§ **Work required**:
Rewrite everything from "Ralph and Hy were" down to "supplies almost nightly." in the account of the Negev Squadron, putting "sand strip" in place of "dirt strip".

§ **Document section**:
Although his previous flying experience was as a civilian licensed private pilot, Hy's record as an IAF pilot in 1948 was quite remarkable. His unique story is almost inseparable from that of Ralph Moster, with whom he worked closely during most of the war.
Ralph and Hy were appointed C/O and deputy-commander respectively of the Negev Squadron soon after its move from Nir-Am to Dorot in July 1948. Dorot became isolated from the rest of the country when the Egyptian army swept into the Negev, and was now one of several such Israeli-held pockets that were accessible only by air. A dirt strip hacked out of the desert served as runway for their small fleet of light planes, and for the transport airplanes that flew in supplies almost nightly.
When they took command, the squadron had only a few restored ex-RAF Austers which were augmented in September by some new 90 horsepower Piper Cubs. Ralph and Hy soon proved themselves to be bold and imaginative leaders of the 'follow-me' type, and were much respected by the young Israeli pilots under their command. Their's was an all-purpose communications squadron, whose duties included support of Palmach units operating in the area and local reconnaissance flights. To minimize the risks of being attacked by Egytpian Air Force fighters, who controlled the skies of Israel during the day, the squadron's airplanes flew mainly at night. Daily before dawn, the planes would be rolled by hand into inclined dug-outs and covered with camouflage netting; there to remain hidden from enemy eyes until nightfall.
On the eve of Operation Yoav (a.k.a. Ten Plagues), the squadron then consisted of five Piper Cubs, one Auster, five young Israeli pilots as well as Ralph and Hy. One of the Israeli pilots doubled as base intelligence officer and another handled administrative matters.
Some 24 hours before the start of Operation Yoav, two other pilots and I spent a night shuttling back and forth between Sde Dov and Dorot in three Rapides delivering the bombs the Negev Squadron required for the campaign. Hy and Ralph worked right through that night under black-out conditions, as one with the pilots under their command, participating in all the goings on. They were the flying controllers for our repeated landings and take-offs, they supervised the lighting and dousing of the goose-neck flare path, helped unload our cargoes and did whatever else had to be done.

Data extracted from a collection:
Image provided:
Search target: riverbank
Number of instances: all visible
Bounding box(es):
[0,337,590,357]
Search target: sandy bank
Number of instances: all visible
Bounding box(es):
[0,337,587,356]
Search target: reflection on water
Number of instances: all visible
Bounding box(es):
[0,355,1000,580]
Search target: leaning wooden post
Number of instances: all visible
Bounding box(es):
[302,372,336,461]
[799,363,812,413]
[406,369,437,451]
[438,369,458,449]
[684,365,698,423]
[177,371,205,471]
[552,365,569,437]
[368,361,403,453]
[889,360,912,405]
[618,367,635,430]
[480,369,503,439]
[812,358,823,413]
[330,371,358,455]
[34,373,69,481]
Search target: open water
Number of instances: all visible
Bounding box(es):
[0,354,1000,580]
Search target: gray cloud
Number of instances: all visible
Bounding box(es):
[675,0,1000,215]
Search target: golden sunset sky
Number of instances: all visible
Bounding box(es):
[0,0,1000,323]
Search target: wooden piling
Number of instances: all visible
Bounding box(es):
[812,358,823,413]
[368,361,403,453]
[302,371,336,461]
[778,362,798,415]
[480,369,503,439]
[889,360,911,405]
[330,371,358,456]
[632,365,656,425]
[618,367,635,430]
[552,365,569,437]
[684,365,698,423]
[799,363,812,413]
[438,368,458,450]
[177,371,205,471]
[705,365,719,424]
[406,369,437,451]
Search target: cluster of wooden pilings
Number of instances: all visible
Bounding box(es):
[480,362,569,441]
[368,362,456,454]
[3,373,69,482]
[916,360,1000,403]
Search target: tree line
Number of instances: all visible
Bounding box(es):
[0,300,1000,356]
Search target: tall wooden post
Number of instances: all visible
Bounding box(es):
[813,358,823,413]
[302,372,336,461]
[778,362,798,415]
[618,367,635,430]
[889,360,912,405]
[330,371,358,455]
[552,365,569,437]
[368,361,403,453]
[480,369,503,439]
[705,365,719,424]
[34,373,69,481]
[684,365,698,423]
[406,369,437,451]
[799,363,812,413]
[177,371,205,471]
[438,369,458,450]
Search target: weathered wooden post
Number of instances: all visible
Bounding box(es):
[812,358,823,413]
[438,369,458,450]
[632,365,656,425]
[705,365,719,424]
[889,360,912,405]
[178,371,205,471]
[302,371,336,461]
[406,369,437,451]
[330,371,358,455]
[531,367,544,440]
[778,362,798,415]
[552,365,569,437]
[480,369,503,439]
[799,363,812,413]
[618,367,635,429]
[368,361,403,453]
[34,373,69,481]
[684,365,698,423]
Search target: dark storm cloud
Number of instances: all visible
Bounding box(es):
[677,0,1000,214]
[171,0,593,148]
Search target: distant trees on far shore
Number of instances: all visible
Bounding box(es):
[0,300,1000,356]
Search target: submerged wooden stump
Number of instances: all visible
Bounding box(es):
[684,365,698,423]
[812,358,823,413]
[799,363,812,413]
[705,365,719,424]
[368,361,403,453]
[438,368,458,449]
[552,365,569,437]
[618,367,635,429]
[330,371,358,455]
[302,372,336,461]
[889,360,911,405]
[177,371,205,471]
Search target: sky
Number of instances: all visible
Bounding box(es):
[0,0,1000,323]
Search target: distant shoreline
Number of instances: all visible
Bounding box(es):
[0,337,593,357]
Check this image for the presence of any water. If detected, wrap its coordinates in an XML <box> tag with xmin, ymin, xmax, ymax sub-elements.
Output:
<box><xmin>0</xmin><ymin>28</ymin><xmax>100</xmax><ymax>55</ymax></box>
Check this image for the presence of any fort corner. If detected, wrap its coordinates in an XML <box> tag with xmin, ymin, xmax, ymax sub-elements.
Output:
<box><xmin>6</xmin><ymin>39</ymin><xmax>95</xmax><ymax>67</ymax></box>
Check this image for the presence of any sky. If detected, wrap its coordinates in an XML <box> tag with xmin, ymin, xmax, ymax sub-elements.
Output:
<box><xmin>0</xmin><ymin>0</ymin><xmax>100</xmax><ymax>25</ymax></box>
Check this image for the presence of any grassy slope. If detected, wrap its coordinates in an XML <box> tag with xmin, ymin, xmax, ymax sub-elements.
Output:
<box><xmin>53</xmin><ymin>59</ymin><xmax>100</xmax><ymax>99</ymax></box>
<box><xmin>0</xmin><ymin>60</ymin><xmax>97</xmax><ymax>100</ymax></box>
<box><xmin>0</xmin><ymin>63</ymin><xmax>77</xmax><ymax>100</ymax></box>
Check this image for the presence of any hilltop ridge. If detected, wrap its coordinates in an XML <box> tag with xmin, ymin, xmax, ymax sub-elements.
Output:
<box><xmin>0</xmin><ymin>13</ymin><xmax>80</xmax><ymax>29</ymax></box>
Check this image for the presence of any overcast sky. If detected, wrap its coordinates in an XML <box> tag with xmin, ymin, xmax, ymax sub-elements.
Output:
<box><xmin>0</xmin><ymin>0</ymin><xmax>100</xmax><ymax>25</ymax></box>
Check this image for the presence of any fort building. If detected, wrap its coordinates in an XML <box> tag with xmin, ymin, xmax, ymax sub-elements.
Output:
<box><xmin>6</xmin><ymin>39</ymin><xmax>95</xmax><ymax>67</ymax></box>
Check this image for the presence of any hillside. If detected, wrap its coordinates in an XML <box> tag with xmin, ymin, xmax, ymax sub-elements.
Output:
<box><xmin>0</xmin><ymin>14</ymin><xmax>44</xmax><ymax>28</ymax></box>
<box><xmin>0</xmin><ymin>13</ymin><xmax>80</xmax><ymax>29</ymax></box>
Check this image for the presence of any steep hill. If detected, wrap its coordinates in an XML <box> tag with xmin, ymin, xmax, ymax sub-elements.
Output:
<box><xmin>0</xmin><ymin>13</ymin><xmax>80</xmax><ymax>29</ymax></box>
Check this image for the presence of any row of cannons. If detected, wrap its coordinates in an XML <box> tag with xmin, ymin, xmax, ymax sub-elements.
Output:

§ **Solution to the problem**:
Ralph and Hy were appointed C/O and deputy-commander respectively of the Negev Squadron soon after its move from Nir-Am to Dorot in July 1948. Dorot became isolated from the rest of the country when the Egyptian army swept into the Negev, and was now one of several such Israeli-held pockets that were accessible only by air. A sand strip hacked out of the desert served as runway for their small fleet of light planes, and for the transport airplanes that flew in supplies almost nightly.